Page text:
※
Who, then, in law, is my nibling? A handy reminder of the principles to be applied to the interpretation of wills
The recent case of Wales v Dixon & Ors  EWHC 1979 (Ch) gives us a handy review of the principles to be applied to the interpretation of a will and the dangers of taking instructions over telephone without sight of any previous will or knowledge of the family tree.
I should say at the start that “niblings”, to which the heading of this article refers, is an informal collective term for ones siblings’ children. The use of the words nephews and nieces was required so often in this article that I thought there must be a collective term for them. Well there it is readers, “niblings” (a word acknowledged by Susie Dent, no less). However, it’s not in the dictionary, yet, and so I have refrained from using it throughout this article.
This claim was brought by the executors of the estate of the late Peter Wales to determine an issue of construction of the deceased’s will. By clause 7 of the will the deceased gave his residuary estate to “such all of my nephew’s and niece’s children”.
Well, what did this mean? At the date of death the deceased had two blood nephews and nieces but also three nephews and one niece by marriage. A further nephew by marriage had pre-deceased and left a son. There were 7 children of the blood nephews and nieces and a further 8 on his late wife’s side. Were all these children caught or only those related by blood i.e. did the residue fall to be split 7 ways or 15?
The law pertaining to the interpretation of wills was set out by Lord Neuberger in Marley v Rawlings  UKSC 2, :
“ When interpreting a contract, the court is concerned to find the intention of the party or parties, and it does this by identifying the meaning of the relevant words:-
(a) in the light of:
(i)the natural and ordinary meaning of those words,
(ii) the overall purpose of the document,
(iii) any other provision of the document,
(iv) the facts known or assumed by the parties at the time that the document was executed; and
(v) common sense, but
(b) ignoring subjective evidence of any party’s intentions
This approach was just as appropriate for wills as it was for contracts. However, s21 of the Administration of Justice Act 1982, headed “interpretation of Wills – general rules as to evidence”, went further:
(1) This section applies to a will-
a)in so far as any part of it is meaningless;
b) in so far as the language used in any part of it is ambiguous on the face of it;
c) in so far as the evidence, other than evidence of the testator’s intention, shows that the language used in any part of it is ambiguous in the light of surrounding circumstances.
(2) In so far as this section applies to a will, extrinsic evidence including evidence of the testator’s intention, may be admitted to assist in its interpretation.”
So long, therefore, as any of the above requirements was met, direct evidence of the testator’s intention was admissible.
※
[Bounding box data excerpts]
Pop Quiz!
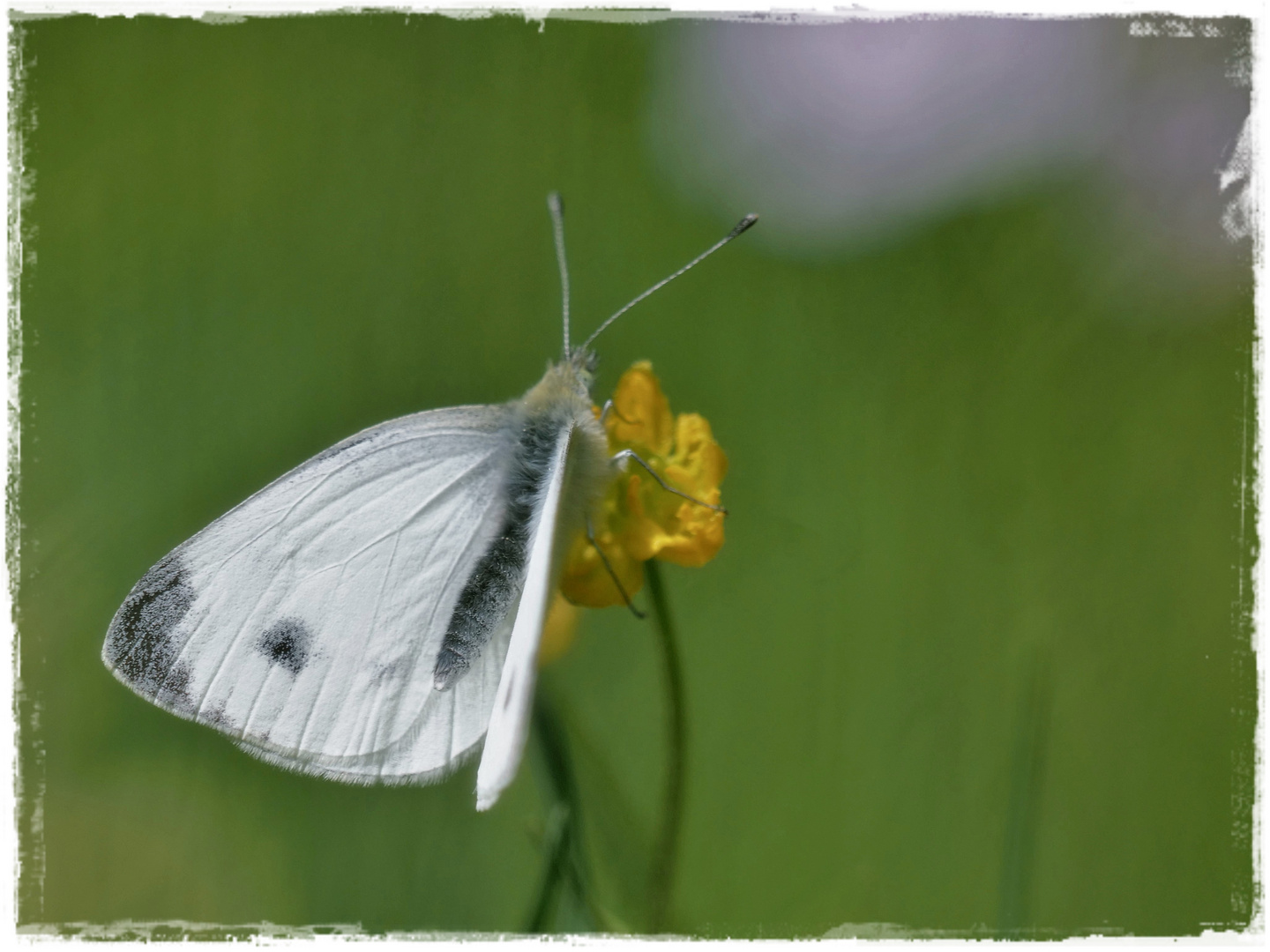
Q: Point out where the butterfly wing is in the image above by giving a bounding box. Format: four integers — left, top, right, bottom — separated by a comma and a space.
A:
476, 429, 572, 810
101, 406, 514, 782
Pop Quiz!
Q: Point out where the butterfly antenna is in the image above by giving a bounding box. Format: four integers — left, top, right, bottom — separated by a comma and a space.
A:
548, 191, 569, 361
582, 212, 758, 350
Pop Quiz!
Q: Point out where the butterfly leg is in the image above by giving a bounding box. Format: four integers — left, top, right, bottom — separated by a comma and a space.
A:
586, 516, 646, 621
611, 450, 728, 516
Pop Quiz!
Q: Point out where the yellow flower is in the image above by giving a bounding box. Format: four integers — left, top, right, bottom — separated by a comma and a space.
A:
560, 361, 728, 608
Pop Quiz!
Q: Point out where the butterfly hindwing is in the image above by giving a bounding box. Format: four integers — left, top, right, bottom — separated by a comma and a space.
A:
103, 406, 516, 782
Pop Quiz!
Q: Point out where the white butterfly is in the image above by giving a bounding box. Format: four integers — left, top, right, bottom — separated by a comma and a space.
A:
※
Exercise set:
(a) In the article on interpreting wills, why does the writer avoid using "niblings" throughout the piece?
(b) List the factors the article on interpreting wills quotes as the light in which the court identifies the meaning of the relevant words.

Answers to the problems:
(a) Although "niblings" is an informal collective term for one's siblings' children, it is not yet in the dictionary, so the writer refrained from using it throughout the article.

(b)
- The natural and ordinary meaning of those words
- The overall purpose of the document
- Any other provision of the document
- The facts known or assumed by the parties at the time that the document was executed
- Common sense